Stored data>
#####

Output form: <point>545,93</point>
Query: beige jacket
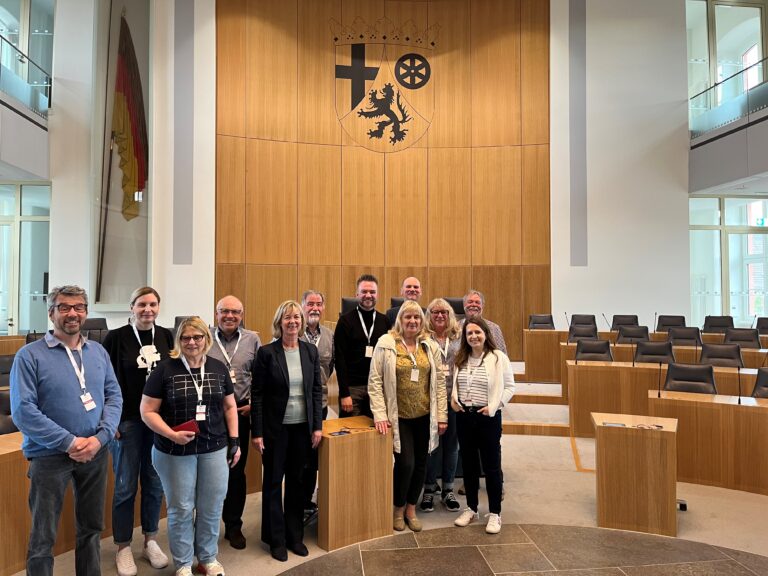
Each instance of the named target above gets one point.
<point>382,388</point>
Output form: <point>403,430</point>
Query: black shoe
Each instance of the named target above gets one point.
<point>299,549</point>
<point>235,537</point>
<point>279,553</point>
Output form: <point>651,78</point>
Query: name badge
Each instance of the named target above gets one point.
<point>87,401</point>
<point>200,412</point>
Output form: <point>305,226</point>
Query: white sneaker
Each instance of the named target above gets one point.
<point>125,564</point>
<point>210,568</point>
<point>466,517</point>
<point>155,555</point>
<point>494,524</point>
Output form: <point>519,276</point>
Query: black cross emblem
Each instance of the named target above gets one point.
<point>358,72</point>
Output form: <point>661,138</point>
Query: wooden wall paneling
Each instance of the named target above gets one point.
<point>535,205</point>
<point>406,207</point>
<point>362,207</point>
<point>272,71</point>
<point>496,205</point>
<point>503,302</point>
<point>495,69</point>
<point>326,279</point>
<point>266,287</point>
<point>534,70</point>
<point>230,199</point>
<point>450,216</point>
<point>230,67</point>
<point>448,282</point>
<point>230,279</point>
<point>271,202</point>
<point>317,122</point>
<point>451,123</point>
<point>319,198</point>
<point>536,291</point>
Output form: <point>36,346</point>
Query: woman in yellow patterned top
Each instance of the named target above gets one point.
<point>406,385</point>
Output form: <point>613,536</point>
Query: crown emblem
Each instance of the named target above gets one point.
<point>384,31</point>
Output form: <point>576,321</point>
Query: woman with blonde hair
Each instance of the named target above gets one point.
<point>406,385</point>
<point>445,331</point>
<point>189,403</point>
<point>286,425</point>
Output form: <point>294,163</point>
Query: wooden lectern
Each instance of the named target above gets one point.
<point>355,484</point>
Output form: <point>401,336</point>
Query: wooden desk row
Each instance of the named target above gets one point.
<point>752,358</point>
<point>620,388</point>
<point>541,351</point>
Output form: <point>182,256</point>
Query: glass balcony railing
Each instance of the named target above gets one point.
<point>737,97</point>
<point>23,79</point>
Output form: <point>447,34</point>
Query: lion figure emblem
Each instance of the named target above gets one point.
<point>381,107</point>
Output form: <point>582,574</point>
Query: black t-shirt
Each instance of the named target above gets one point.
<point>171,383</point>
<point>126,358</point>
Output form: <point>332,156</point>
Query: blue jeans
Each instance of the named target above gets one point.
<point>49,477</point>
<point>444,459</point>
<point>195,487</point>
<point>131,460</point>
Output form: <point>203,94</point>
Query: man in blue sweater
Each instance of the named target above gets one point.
<point>66,401</point>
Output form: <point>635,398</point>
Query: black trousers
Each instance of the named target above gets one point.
<point>234,503</point>
<point>282,521</point>
<point>411,463</point>
<point>310,472</point>
<point>480,440</point>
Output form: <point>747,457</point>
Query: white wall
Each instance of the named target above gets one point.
<point>637,155</point>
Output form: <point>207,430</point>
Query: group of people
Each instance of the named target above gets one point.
<point>179,412</point>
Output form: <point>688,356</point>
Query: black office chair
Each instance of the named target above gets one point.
<point>698,378</point>
<point>583,320</point>
<point>599,350</point>
<point>666,322</point>
<point>726,355</point>
<point>624,320</point>
<point>6,422</point>
<point>541,322</point>
<point>717,324</point>
<point>94,324</point>
<point>580,332</point>
<point>632,334</point>
<point>688,336</point>
<point>744,337</point>
<point>761,384</point>
<point>655,352</point>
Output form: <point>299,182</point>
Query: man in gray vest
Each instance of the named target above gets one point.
<point>236,347</point>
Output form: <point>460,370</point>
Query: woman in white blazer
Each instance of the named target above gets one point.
<point>482,383</point>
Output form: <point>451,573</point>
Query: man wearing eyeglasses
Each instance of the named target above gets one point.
<point>236,347</point>
<point>66,401</point>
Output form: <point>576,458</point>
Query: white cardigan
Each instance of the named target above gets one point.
<point>501,381</point>
<point>382,388</point>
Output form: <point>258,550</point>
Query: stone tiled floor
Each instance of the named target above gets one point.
<point>534,549</point>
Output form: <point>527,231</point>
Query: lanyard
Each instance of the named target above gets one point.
<point>194,380</point>
<point>81,370</point>
<point>223,351</point>
<point>368,333</point>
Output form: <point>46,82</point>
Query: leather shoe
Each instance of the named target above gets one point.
<point>236,538</point>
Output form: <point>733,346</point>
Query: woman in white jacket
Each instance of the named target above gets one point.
<point>406,385</point>
<point>482,383</point>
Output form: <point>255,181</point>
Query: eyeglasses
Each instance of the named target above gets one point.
<point>228,311</point>
<point>196,337</point>
<point>64,308</point>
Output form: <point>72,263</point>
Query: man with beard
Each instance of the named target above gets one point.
<point>313,306</point>
<point>356,335</point>
<point>66,401</point>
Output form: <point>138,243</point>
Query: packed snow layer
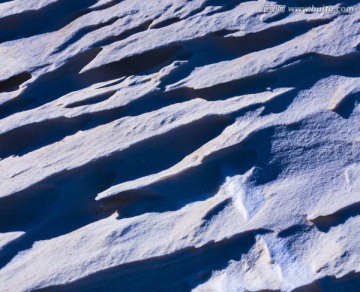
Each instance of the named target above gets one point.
<point>179,145</point>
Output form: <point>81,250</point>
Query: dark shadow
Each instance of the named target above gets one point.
<point>13,83</point>
<point>324,223</point>
<point>179,271</point>
<point>48,18</point>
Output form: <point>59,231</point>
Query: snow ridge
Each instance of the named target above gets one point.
<point>179,145</point>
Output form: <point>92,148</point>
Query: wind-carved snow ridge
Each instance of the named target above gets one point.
<point>179,145</point>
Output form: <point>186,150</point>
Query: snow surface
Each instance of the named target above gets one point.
<point>180,145</point>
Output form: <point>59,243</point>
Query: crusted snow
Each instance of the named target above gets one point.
<point>178,145</point>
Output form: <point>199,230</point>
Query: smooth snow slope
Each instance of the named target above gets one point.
<point>180,145</point>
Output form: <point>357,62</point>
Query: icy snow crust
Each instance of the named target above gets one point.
<point>178,146</point>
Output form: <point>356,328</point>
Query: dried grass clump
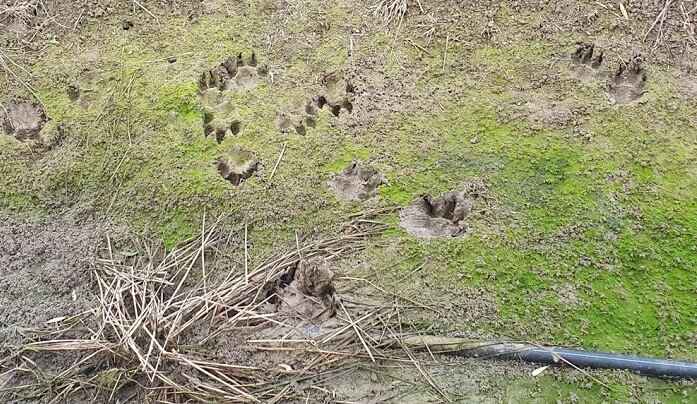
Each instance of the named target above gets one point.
<point>18,10</point>
<point>147,337</point>
<point>390,10</point>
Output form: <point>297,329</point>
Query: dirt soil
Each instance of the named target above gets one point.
<point>571,124</point>
<point>46,268</point>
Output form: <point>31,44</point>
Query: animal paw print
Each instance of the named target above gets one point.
<point>238,166</point>
<point>337,95</point>
<point>220,118</point>
<point>234,73</point>
<point>585,61</point>
<point>629,82</point>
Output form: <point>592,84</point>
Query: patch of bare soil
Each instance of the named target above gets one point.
<point>629,82</point>
<point>443,216</point>
<point>238,166</point>
<point>44,269</point>
<point>166,331</point>
<point>357,182</point>
<point>23,120</point>
<point>311,294</point>
<point>556,113</point>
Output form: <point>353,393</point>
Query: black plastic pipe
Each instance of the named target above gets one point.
<point>663,368</point>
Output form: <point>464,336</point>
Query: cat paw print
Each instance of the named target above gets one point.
<point>629,82</point>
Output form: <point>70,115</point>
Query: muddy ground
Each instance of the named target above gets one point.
<point>540,157</point>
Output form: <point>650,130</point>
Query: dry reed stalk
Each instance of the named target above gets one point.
<point>147,308</point>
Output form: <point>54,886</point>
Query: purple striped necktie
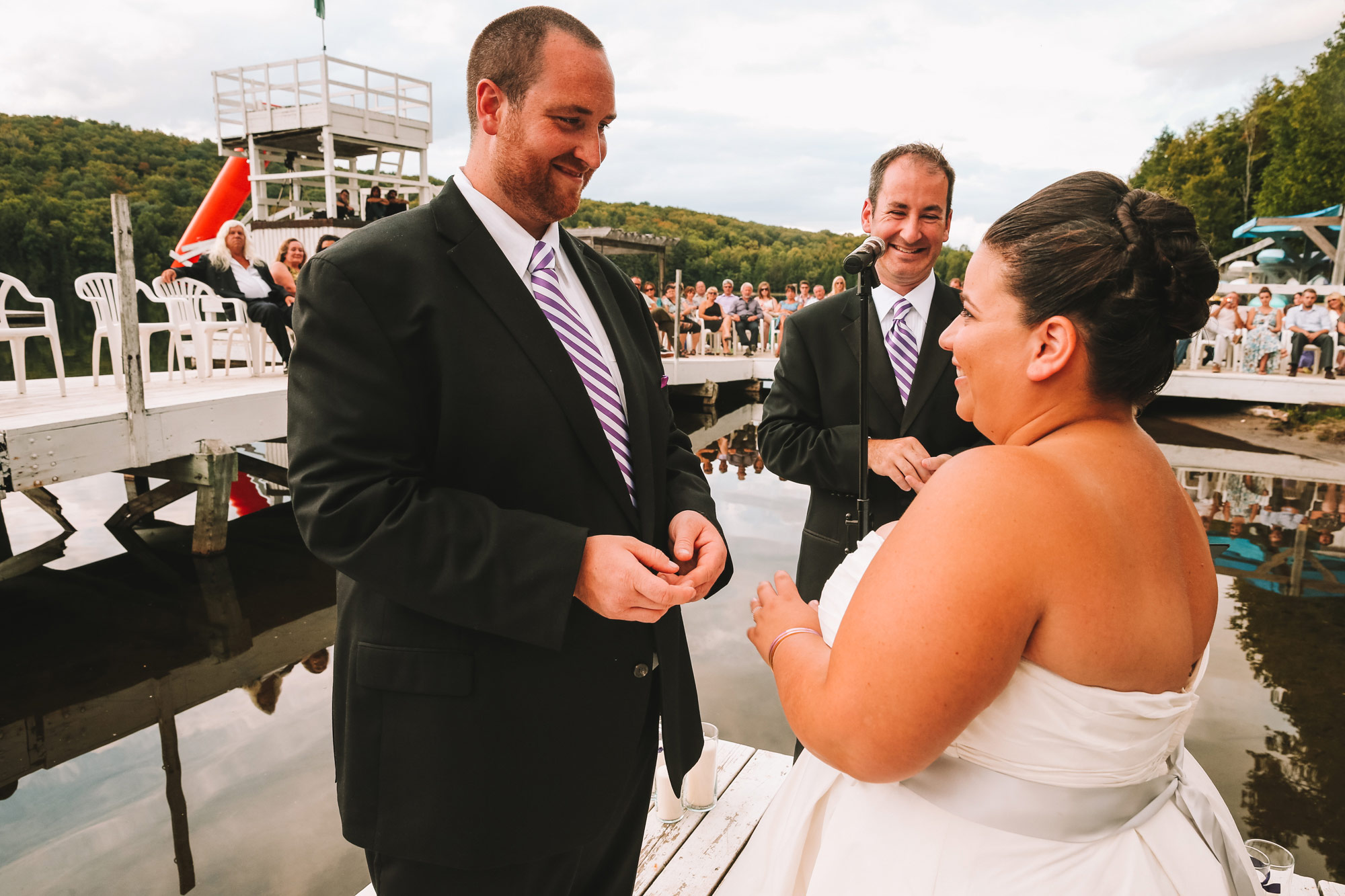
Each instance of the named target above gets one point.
<point>902,349</point>
<point>588,360</point>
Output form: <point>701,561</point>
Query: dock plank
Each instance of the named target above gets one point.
<point>662,841</point>
<point>712,848</point>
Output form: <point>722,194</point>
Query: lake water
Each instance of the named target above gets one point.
<point>107,649</point>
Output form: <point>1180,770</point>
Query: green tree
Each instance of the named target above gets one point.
<point>1281,154</point>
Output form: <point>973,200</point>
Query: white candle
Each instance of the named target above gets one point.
<point>699,787</point>
<point>666,803</point>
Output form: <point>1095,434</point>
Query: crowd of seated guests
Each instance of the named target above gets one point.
<point>270,290</point>
<point>744,315</point>
<point>1261,327</point>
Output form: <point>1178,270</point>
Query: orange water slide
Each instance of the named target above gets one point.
<point>221,204</point>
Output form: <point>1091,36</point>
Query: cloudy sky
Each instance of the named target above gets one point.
<point>762,111</point>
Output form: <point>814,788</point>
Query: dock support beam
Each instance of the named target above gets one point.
<point>210,471</point>
<point>173,788</point>
<point>221,466</point>
<point>708,392</point>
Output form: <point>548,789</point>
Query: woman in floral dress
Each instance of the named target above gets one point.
<point>1261,348</point>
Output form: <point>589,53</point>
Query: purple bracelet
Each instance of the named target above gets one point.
<point>770,654</point>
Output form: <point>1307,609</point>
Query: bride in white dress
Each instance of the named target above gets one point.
<point>1000,690</point>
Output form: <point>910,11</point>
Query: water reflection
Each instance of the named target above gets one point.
<point>166,721</point>
<point>131,653</point>
<point>1273,715</point>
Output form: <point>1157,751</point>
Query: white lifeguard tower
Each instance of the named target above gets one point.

#####

SET EXERCISE> Reproduce verbatim the lines of the records beginning with the line that contains "Output form: <point>59,231</point>" and continuing through the line that contains "<point>46,268</point>", both included. Omit any pictures from the reproduction.

RESPONSE TO THE EXERCISE>
Output form: <point>59,231</point>
Query: snow ridge
Each instance of the named target above gets one point.
<point>179,145</point>
Output form: <point>92,148</point>
Query: wind-carved snow ridge
Each instance of the named target above gets one point.
<point>179,145</point>
Output form: <point>186,150</point>
Query: snow surface
Each instance of the named target above gets one point.
<point>180,145</point>
Output form: <point>59,243</point>
Query: crusted snow
Each instance of the named target above gets one point.
<point>178,145</point>
Output form: <point>199,230</point>
Query: smooth snow slope
Each instance of the named target above gets one point.
<point>180,145</point>
Output form: <point>357,62</point>
Query: icy snow crust
Each instance of the named target above gets one point.
<point>178,146</point>
Output form: <point>356,328</point>
Query: dried grass clump
Each instance of the named target above gets one point.
<point>18,10</point>
<point>147,337</point>
<point>390,10</point>
Output form: <point>297,329</point>
Query: dirt soil
Each instance of the named target above gets one point.
<point>571,124</point>
<point>46,268</point>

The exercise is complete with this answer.